Karin Bornfeldt’s research is devoted to cardiovascular complications associated with diabetes. Her group uses a combination of human studies and research on mechanistic mouse models. Dr. Bornfeldt’s current work is focused on apolipoprotein C3 and remnants of triglyceride-rich lipoproteins in cardiovascular risk associated with diabetes.
She received her Ph.D. in Sweden and then did a postdoctoral fellowship at the University of Washington in the laboratory of Dr. Russell Ross. She is now Edwin L. Bierman Professor of Medicine, Division of Metabolism, Endocrinology, and Nutrition, and Professor of Laboratory Medicine and Pathology there. She serves as Director of the Diabetes Complications Program at the UW Medicine Diabetes Institute.
Dr. Bornfeldt is a Fellow of the American Heart Association (AHA), Associate Editor of Circulation Research, Guest Editor of Arteriosclerosis, Thrombosis, and Vascular Biology (ATVB), and Associate Editor of the Journal of Lipid Research. Other honors include the AHA Russell Ross Memorial Lectureship in Vascular Biology (2013), the Edwin L. Bierman Lectureship, the American Diabetes Association (2014), the Journal of Lipid Research Lectureship (2019), the ATVB Special Recognition Award in Vascular Biology (2020), the David Rubenstein Lectureship award (2020) and the George Lyman Duff Memorial Lectureship Award, AHA (2021).

> [SOURCE DATA]
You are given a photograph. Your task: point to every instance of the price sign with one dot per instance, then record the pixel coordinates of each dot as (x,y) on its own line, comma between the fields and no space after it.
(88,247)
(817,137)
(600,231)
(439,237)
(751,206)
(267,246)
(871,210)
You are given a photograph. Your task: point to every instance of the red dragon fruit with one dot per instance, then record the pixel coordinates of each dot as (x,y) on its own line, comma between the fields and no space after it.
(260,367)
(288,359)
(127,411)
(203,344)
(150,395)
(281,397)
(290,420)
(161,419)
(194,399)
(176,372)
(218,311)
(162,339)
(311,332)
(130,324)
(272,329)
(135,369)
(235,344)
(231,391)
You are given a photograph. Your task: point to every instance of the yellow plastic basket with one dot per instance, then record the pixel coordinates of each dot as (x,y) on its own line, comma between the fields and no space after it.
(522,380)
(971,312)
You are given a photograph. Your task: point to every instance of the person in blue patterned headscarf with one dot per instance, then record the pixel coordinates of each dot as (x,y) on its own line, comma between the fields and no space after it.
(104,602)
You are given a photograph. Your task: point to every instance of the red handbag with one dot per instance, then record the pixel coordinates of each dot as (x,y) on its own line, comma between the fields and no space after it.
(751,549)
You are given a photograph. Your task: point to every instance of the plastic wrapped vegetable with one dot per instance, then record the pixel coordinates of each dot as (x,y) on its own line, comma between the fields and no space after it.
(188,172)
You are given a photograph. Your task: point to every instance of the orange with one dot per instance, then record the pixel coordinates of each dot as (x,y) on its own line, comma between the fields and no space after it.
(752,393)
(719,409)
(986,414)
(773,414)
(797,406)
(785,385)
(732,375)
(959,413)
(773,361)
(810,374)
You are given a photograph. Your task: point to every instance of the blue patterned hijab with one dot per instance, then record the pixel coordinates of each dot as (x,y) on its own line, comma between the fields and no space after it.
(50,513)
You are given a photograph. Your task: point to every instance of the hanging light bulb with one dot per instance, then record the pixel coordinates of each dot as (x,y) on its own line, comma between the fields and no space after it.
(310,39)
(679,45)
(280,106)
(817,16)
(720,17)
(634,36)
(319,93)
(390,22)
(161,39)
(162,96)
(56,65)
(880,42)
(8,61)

> [EXERCISE REQUIREMENTS]
[a] Reproduce the portion of the Bornfeldt biography starting with "Karin Bornfeldt’s research" and going on through "risk associated with diabetes.".
[b] List each journal where the Bornfeldt biography says she holds an editorial role, along with the role.
[c] According to the Bornfeldt biography, which program does she direct?

> [OUTPUTS BY TASK]
[a]
Karin Bornfeldt’s research is devoted to cardiovascular complications associated with diabetes. Her group uses a combination of human studies and research on mechanistic mouse models. Dr. Bornfeldt’s current work is focused on apolipoprotein C3 and remnants of triglyceride-rich lipoproteins in cardiovascular risk associated with diabetes.

[b]
- Circulation Research: Associate Editor
- Arteriosclerosis, Thrombosis, and Vascular Biology (ATVB): Guest Editor
- Journal of Lipid Research: Associate Editor

[c] She directs the Diabetes Complications Program at the UW Medicine Diabetes Institute.